• **Your task**
Rewrite the lines below, changing every "shelf-audit record" to "street-survey record" and leaving all else unchanged.
═════ Rows ═════
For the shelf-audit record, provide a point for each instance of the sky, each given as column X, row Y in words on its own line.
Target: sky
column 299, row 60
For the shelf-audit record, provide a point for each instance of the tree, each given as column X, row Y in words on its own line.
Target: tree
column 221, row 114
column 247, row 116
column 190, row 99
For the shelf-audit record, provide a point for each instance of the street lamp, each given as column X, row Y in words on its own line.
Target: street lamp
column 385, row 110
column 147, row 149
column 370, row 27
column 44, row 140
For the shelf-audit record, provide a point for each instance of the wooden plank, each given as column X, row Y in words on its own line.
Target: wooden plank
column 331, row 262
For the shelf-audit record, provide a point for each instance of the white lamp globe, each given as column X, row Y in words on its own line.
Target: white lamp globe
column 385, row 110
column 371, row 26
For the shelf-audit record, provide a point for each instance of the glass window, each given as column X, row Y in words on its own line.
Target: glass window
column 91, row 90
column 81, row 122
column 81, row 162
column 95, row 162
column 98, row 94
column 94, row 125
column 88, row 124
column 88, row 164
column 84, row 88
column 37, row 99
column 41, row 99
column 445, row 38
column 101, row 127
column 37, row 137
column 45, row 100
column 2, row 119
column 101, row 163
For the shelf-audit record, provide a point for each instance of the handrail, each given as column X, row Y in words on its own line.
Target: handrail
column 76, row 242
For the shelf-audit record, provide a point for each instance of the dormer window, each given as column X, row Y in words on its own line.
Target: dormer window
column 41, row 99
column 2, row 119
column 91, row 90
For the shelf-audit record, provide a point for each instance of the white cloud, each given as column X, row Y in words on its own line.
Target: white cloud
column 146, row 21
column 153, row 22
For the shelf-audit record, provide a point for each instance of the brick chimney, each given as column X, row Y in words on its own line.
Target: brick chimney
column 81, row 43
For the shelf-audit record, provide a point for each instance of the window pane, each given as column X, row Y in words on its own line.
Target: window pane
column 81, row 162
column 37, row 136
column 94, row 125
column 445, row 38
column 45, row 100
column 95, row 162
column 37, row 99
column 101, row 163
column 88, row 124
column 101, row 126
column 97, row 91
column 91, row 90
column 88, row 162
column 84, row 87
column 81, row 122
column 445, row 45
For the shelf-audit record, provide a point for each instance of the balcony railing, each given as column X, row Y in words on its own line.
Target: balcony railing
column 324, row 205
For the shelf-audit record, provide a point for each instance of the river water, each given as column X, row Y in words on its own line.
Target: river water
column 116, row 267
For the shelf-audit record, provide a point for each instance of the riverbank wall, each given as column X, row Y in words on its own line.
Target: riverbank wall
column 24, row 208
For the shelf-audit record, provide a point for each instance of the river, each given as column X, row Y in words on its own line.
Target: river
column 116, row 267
═════
• **The result**
For the street-survey record, provide a point for each instance of the sky, each given as column X, row Y in words on its own line.
Target: sky
column 299, row 60
For the street-survey record, provide a point for each instance of the tree, each given as column X, row Y in words on its own line.
Target: tree
column 221, row 114
column 247, row 116
column 190, row 99
For the street-survey record, provide a point for each instance of the street lamp, each given as column X, row Y in words on its own line.
Target: street lamp
column 385, row 110
column 147, row 149
column 370, row 27
column 44, row 140
For the street-survey record, provide a point for each instance of the wooden plank, each given as column X, row Y in words on its own line.
Target: wooden plank
column 331, row 262
For the street-survey record, provide a point for each instance of the white lamp globe, each given as column X, row Y in words on its own line.
Target: white lamp globe
column 385, row 110
column 371, row 26
For the street-survey record, provide a point for each instance of the glass window, each given as column X, row Y in words on its own line.
Target: glass window
column 91, row 90
column 81, row 122
column 81, row 162
column 95, row 162
column 98, row 94
column 94, row 125
column 88, row 124
column 88, row 164
column 84, row 88
column 37, row 99
column 41, row 99
column 445, row 38
column 101, row 127
column 37, row 137
column 45, row 100
column 2, row 119
column 101, row 163
For the street-survey record, provide a point for each instance of the handrail, each given as column X, row Y in words on its own line.
Target: handrail
column 76, row 242
For the street-survey record, provide a point for each instance of the dormer window, each given as column X, row Y in words on its own line.
Target: dormer window
column 41, row 99
column 2, row 119
column 91, row 90
For the street-survey record, provide a point for each instance of the white cloud, each given as column X, row Y in words on its own line.
Target: white cloud
column 146, row 21
column 153, row 22
For the street-survey record, provide a point for each instance of the brick chimney, each given as column X, row Y in words on its own line.
Target: brick chimney
column 81, row 43
For the street-survey record, provide a point for each instance of the window pane, each given as column X, row Y in words on its own line.
Target: window pane
column 81, row 162
column 37, row 136
column 94, row 125
column 445, row 38
column 45, row 100
column 95, row 162
column 37, row 99
column 101, row 163
column 88, row 124
column 101, row 126
column 97, row 91
column 91, row 90
column 88, row 162
column 84, row 87
column 81, row 122
column 445, row 45
For the street-survey record, provide a point for each instance of the balcony railing, each given as column X, row Y in words on its own line.
Target: balcony railing
column 324, row 205
For the street-survey record, provide a point for each instance of the river water, each given as column X, row Y in words on its own line.
Target: river water
column 116, row 267
For the street-survey record, provide a point for each instance of the riverbank wall, each given as column X, row Y in words on its own line.
Target: riverbank wall
column 24, row 208
For the street-survey record, provide a point for each instance of the river, each given as column X, row Y in words on its own line.
Target: river
column 116, row 267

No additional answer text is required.